[Data items]
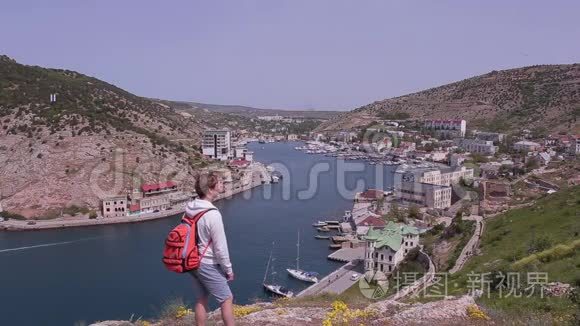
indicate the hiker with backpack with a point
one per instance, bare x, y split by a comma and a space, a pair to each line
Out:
198, 246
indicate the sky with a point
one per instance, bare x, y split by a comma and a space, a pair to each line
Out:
295, 54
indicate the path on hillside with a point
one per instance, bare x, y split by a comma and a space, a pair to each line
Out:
471, 245
420, 284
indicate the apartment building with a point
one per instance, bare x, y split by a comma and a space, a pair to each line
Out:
485, 147
115, 206
526, 146
386, 247
216, 144
447, 127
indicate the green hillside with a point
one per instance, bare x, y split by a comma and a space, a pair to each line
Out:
542, 238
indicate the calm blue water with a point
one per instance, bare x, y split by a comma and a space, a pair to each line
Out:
112, 272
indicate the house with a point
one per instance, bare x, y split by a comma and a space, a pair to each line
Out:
154, 203
385, 248
369, 195
526, 146
158, 188
216, 144
574, 147
544, 158
115, 206
485, 147
447, 127
442, 176
292, 137
239, 164
456, 160
495, 137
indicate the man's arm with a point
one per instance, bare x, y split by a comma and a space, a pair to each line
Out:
220, 243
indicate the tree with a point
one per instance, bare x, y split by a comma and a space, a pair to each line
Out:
414, 212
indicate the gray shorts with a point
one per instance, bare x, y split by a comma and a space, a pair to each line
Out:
210, 279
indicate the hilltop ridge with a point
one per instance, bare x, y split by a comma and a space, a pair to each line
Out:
536, 97
96, 140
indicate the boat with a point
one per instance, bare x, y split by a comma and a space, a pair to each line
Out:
339, 239
299, 273
275, 288
279, 290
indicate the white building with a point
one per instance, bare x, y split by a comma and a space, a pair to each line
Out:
271, 118
574, 148
495, 137
386, 248
115, 206
292, 137
485, 147
442, 177
526, 146
447, 127
216, 144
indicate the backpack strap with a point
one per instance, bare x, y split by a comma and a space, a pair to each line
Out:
196, 219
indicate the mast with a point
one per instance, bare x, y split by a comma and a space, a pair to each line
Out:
298, 252
268, 265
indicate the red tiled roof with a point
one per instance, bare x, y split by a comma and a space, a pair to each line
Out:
372, 221
158, 186
240, 162
135, 207
372, 193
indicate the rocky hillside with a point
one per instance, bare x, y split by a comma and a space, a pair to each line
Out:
95, 140
536, 97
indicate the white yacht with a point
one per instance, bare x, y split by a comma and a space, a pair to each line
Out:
298, 273
275, 288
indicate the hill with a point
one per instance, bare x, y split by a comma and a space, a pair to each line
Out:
545, 98
542, 238
255, 112
95, 140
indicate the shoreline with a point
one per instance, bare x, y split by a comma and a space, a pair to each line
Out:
23, 226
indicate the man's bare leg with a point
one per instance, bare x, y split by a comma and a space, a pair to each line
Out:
200, 311
227, 308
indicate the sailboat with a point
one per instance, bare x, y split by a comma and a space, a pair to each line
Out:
298, 273
273, 288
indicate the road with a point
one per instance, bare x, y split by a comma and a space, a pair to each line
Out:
336, 282
471, 245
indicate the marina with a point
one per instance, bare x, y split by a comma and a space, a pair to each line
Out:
132, 251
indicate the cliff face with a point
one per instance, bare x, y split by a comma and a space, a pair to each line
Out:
94, 140
453, 311
530, 97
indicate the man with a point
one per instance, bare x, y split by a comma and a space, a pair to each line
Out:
215, 270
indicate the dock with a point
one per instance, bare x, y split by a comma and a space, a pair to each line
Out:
339, 280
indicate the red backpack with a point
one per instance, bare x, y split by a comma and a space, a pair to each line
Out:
181, 252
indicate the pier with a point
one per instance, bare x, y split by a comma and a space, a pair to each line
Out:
339, 280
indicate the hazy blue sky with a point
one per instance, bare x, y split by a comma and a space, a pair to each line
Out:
287, 54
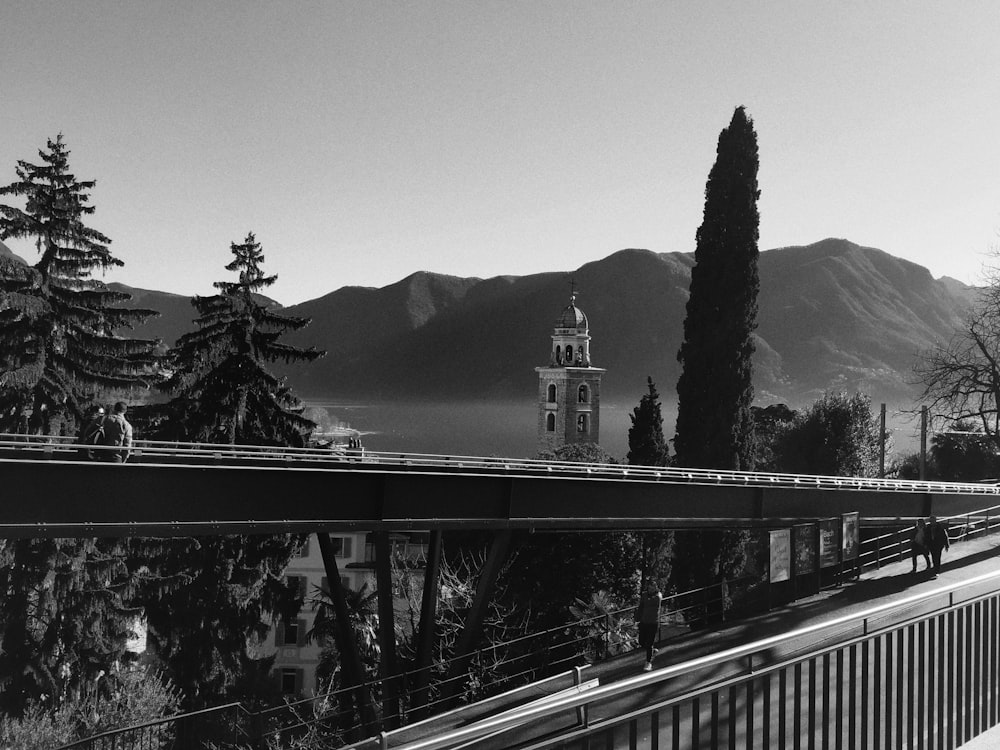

Exercise
Begin at the line that has "indicate the shoreline with a point" and go through the end of the material, rewriting every line, not only the answers, with each coordinate in the answers offset by -58. Omit the pictures from your output.

Solution to this task
indicate the shoreline with a point
one per instance, bare x, y split by a comma and a space, a pair to each line
Out:
-35, 168
indicate the man's bare leg with a point
one per instance, bare x, y split by a comma and a space, a pair to each line
Out:
142, 253
169, 250
indicate the sailboat with a point
one per instance, bare x, y split by a comma and a space, a pair to each line
Out:
240, 215
215, 230
indicate the road with a point
one per instance, bare x, y split by a comma and a space, a pair to each line
Out:
278, 224
413, 187
indicate the marina with a point
one per instance, bare x, y split by a comma and a space, a pair to each line
Out:
74, 193
indicate the cliff face with a point
one per instance, bare x, y split by a comma and a space, a pair to each line
Out:
36, 82
395, 253
472, 39
indicate the man with a point
one per instance, bare x, y split by a comma and a space, a pair to each line
Out:
157, 212
indicate the dock with a point
one per instance, bare x, y split by a comma and a space, a pair to each line
Out:
281, 222
indicate the red backpack with a point
one per instance, bare x, y split by a comma and a space, a pair to each line
Out:
123, 194
indicate the pier with a point
one per instance, bare x, y split by a comma and a space, a pair to each line
Out:
281, 222
indicate the hazy blue sky with a point
one per instance, bare x, y split by a comma and a space, a pair to each line
Out:
229, -4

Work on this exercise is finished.